● **Exercise objective**
In the excerpt about the hospital acquisition case, how many beds does Palmyra have?

● **Document excerpt**
....

A subsidiary of PPHS currently leases Phoebe Putney Memorial Hospital (“Memorial”), a 443-bed hospital in Albany, Georgia that offers “inpatient general acute-care services.” Memorial’s “only real competitor”—in the words of the Eleventh Circuit—is Palmyra, a 248-bed hospital offering similar services. In its opinion, the Eleventh Circuit stated that “Memorial controls 75 percent and Palmyra 11 percent of their geographic market.”
In December 2010, PPHS announced a plan to have a political subdivision, the Hospital Authority of Albany-Dougherty County (“Hospital Authority”), purchase Palmyra and lease Palmyra’s assets to PPHS or one of its subsidiaries. The City of Albany and Dougherty County authorities created the Hospital Authority in 1941 pursuant to Georgia’s Hospital Authorities Law, in order to address public health needs of the area.
In April 2011, the FTC brought a federal action to preliminarily enjoin the acquisition pending resolution of the FTC’s related administrative proceeding. In its complaint for a preliminary injunction, the FTC alleged that the proposed acquisition was practically a “merger to monopoly” that “threaten[ed] substantial harm to competition in the relevant market for inpatient general acute-care hospital services sold to commercial health plans.”
Defendants took the position that the state-action doctrine immunized the acquisition and planned operation of the hospitals from antitrust scrutiny. On this point, the FTC alleged that the Hospital Authority was merely a straw-man that was included in the transaction for the sole purpose of shielding the transaction from antitrust scrutiny.
The district court agreed with the defendants, finding that the state-action doctrine applied and therefore that the defendants were immunized from antitrust scrutiny. Accordingly, the district court dismissed the complaint with prejudice. The FTC appealed.
On de novo review, the Eleventh Circuit agreed with the FTC that “the joint operation of Memorial and Palmyra would substantially lessen competition or tend to create, if not create, a monopoly.” However, the court affirmed dismissal on the grounds of state-action immunity.

....

● **Record set**
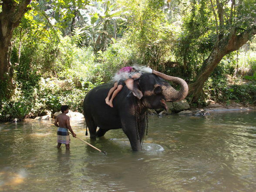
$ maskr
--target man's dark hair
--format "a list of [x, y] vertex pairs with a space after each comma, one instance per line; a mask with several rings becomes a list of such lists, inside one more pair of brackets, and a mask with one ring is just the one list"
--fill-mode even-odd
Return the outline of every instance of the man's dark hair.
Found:
[[68, 105], [62, 105], [61, 108], [61, 110], [62, 113], [69, 108]]

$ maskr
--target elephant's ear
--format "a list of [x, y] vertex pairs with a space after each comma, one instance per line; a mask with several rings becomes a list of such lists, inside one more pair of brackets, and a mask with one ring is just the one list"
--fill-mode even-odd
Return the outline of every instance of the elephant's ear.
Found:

....

● **Written answer**
248 beds.